• [Problem details]:
List each line in the records below that contains the word "green", copying every such line in full. Match case exactly.
========
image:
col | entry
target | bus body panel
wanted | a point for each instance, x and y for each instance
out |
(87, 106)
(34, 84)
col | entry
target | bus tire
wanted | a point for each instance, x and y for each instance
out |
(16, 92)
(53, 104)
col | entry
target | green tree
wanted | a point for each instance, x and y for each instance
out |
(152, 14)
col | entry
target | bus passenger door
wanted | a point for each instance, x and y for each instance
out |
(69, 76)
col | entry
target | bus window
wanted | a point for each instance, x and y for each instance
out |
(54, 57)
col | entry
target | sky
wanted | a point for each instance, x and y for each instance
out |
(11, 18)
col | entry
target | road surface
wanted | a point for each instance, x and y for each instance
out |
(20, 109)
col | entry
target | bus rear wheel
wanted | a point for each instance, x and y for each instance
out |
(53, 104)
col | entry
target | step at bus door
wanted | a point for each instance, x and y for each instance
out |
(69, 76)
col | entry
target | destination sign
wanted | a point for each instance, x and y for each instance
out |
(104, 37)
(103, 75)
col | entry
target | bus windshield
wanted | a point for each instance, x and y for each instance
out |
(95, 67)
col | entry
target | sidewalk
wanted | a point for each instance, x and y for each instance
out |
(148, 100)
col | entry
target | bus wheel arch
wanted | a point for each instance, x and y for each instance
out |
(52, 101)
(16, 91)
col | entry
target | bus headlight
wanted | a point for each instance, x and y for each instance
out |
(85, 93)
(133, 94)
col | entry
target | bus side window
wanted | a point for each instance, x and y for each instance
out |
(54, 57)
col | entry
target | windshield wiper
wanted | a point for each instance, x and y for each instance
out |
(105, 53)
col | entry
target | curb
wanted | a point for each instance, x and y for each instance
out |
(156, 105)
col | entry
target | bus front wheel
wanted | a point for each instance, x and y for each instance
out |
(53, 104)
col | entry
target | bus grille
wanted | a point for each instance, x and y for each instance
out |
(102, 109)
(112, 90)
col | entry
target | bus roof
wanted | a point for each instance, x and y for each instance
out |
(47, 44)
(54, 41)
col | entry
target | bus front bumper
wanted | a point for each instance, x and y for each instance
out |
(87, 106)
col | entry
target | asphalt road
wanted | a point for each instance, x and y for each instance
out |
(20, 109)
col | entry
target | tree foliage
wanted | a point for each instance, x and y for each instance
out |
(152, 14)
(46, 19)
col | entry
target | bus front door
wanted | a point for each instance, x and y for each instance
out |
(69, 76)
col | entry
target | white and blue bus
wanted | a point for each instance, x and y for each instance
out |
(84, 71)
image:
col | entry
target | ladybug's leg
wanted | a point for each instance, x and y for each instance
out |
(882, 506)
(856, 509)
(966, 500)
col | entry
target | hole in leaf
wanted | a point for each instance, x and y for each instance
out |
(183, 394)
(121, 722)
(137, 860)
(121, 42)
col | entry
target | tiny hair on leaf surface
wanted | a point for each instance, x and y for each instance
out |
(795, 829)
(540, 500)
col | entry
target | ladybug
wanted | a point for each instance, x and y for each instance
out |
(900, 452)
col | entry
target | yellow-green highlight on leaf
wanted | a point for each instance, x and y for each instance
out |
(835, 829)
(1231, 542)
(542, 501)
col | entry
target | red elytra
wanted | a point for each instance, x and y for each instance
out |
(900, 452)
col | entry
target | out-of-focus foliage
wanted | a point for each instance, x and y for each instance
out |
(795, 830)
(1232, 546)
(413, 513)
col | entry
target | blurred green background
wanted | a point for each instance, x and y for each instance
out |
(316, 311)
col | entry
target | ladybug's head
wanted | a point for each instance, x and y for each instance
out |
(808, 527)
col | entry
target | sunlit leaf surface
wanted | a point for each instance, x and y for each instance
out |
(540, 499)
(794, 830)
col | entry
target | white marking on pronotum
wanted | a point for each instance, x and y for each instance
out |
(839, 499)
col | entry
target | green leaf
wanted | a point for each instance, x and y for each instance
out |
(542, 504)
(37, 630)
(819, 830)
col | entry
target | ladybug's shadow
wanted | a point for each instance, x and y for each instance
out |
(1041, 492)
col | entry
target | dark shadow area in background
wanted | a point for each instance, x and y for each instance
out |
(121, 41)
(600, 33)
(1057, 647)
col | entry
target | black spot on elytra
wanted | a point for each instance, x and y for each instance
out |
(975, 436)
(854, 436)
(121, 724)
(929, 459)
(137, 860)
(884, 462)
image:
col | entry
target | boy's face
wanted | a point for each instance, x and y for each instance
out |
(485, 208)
========
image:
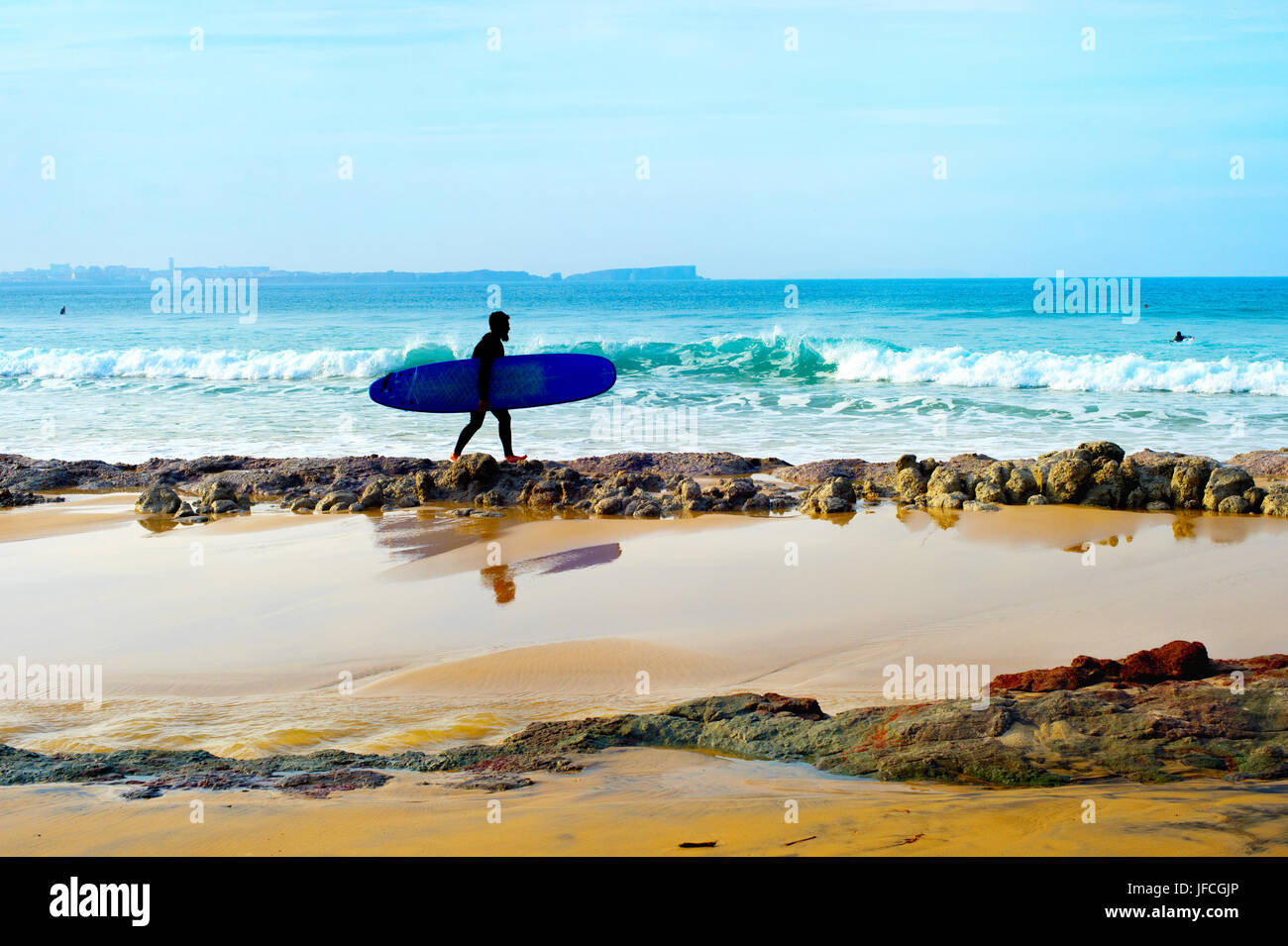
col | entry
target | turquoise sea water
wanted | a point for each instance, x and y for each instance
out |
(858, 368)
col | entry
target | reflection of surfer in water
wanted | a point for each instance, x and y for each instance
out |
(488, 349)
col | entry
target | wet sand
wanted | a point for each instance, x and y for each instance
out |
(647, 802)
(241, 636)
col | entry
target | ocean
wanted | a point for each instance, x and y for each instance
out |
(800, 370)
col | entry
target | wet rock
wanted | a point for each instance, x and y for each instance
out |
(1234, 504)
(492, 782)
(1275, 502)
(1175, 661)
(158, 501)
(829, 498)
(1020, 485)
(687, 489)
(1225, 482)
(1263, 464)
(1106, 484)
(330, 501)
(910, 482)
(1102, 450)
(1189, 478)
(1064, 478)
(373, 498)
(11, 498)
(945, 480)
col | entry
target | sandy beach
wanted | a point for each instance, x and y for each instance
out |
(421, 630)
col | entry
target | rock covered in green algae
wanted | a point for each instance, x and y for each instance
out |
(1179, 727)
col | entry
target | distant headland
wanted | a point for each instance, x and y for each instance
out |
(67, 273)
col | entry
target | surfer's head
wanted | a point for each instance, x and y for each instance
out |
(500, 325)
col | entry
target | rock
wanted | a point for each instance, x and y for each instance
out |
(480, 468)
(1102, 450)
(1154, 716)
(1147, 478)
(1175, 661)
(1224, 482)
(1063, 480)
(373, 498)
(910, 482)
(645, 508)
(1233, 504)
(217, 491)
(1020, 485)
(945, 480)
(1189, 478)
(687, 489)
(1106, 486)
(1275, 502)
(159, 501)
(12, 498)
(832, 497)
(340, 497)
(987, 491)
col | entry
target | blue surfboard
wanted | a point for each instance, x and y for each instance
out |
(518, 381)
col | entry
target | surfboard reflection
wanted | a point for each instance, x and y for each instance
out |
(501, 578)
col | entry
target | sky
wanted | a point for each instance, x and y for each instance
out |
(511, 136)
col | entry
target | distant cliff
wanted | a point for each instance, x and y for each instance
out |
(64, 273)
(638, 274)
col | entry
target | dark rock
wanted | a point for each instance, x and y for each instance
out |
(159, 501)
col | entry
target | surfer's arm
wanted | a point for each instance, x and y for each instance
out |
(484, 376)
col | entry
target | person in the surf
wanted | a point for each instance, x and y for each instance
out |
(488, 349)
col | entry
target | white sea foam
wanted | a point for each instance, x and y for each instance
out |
========
• [Output for this task]:
target | green tree
target | yellow-green highlight on leaf
target | blurred green background
target | green leaf
target | rock covered in green algae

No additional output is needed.